▶ **Extracted records**:
********************

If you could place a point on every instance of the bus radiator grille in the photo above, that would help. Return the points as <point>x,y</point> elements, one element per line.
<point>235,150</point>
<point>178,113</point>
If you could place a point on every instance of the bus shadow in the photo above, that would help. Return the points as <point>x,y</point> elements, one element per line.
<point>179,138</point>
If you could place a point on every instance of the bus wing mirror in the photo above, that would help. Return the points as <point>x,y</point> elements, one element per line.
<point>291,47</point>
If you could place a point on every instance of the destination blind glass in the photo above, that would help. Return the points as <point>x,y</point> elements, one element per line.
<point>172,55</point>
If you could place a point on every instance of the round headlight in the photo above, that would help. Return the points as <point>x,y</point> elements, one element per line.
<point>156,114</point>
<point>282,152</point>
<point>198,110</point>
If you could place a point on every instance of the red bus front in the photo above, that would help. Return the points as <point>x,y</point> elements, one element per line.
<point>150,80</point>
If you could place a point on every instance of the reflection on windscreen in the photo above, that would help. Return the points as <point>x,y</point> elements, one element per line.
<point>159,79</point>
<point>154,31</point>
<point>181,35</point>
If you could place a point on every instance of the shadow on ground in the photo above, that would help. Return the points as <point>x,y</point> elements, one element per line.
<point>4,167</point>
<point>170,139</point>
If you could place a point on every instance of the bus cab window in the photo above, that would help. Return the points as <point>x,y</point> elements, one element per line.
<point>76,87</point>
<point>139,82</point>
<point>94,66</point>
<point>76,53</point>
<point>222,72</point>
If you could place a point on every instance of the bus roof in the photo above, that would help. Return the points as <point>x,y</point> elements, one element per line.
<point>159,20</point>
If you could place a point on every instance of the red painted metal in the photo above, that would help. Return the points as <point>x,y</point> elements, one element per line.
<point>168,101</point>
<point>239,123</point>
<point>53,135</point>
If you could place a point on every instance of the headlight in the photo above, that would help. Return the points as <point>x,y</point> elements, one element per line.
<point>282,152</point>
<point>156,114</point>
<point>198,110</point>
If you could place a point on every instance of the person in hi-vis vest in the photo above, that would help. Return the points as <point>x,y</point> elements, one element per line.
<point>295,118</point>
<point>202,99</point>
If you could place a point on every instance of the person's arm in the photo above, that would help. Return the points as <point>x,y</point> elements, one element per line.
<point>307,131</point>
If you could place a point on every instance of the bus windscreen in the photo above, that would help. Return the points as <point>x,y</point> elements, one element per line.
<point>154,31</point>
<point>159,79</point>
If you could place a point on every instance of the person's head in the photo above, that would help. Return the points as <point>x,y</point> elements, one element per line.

********************

▶ **Problem to solve**: Reproduce exactly every line between the line with "the bus windscreen" and the last line of the records above, both included.

▶ **Exercise output**:
If you could place a point on every instance of the bus windscreen in the photo above, that would help. Return the points as <point>x,y</point> elements, one element per line.
<point>154,31</point>
<point>159,79</point>
If you could place a point on every instance of the person's head in the photo above, that would help. Return the points as <point>x,y</point> elements, one element per line.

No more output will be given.